Excerpts of labeled region data:
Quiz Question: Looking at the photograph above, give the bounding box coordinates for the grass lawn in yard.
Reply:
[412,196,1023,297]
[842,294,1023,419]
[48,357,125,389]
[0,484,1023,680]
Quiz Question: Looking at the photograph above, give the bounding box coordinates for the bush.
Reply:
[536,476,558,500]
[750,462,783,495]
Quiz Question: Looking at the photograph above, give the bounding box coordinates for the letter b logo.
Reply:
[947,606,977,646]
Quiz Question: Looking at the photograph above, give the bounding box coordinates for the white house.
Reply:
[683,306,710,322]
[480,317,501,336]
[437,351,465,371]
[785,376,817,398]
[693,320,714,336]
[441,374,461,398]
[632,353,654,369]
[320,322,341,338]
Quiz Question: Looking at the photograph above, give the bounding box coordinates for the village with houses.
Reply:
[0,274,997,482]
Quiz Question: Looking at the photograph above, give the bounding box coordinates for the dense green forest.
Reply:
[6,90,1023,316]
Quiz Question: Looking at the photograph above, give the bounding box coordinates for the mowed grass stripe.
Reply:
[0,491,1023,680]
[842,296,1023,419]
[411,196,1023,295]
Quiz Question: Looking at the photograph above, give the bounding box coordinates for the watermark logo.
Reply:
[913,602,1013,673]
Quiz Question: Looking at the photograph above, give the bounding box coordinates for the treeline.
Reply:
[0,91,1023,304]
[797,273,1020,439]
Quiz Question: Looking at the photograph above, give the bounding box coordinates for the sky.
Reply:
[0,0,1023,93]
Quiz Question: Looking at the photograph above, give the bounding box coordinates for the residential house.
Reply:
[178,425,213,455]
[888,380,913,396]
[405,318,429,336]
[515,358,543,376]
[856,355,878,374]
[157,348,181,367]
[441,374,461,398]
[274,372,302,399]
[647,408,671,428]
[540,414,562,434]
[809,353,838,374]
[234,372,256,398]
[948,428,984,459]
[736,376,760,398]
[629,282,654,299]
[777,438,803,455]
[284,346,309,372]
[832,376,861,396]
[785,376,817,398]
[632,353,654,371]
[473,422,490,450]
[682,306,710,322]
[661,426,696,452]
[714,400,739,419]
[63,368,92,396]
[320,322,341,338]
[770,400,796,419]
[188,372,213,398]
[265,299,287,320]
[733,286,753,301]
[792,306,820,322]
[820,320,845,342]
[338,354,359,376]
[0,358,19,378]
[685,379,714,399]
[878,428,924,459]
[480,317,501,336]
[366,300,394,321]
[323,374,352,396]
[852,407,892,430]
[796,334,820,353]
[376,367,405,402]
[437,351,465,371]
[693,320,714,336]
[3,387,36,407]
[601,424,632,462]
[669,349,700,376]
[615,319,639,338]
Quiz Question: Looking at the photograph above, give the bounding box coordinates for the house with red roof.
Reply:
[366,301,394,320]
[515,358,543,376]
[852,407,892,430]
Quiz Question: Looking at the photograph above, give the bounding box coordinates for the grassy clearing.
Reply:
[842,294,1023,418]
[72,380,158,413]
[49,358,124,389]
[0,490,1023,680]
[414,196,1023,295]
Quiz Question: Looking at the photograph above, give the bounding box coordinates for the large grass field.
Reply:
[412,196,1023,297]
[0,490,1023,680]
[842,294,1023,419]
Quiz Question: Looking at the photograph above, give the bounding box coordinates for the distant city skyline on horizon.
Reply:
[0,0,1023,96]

WHAT YOU ARE ASKED TO DO: Change "photograph" to "image" in the items from the beginning through the line containing "[0,274,997,482]", inclusive, and leave everything else as it is.

OUTPUT FOR THIS EXERCISE:
Quiz Question: Looking at the image above, give the bounding box coordinates for the grass lawn in yard.
Reply:
[412,196,1023,297]
[842,294,1023,419]
[48,357,125,389]
[0,484,1023,680]
Quiz Question: Looking at the image above, give the bounding box coordinates for the bush.
Reply:
[536,476,558,500]
[750,462,783,495]
Quiz Question: Looking at the image above, give the bounding box coordinates for the letter b logo.
Reply:
[947,606,977,646]
Quiz Question: Looking at the image above, give the bounding box coordinates for the white house.
Reply:
[683,306,710,322]
[480,317,501,336]
[437,351,465,371]
[785,376,817,398]
[693,320,714,336]
[441,374,461,398]
[632,353,654,369]
[320,322,341,338]
Quiz Question: Looking at the image above, give the bounding box coordinates for the village with houses.
Reply:
[0,274,997,482]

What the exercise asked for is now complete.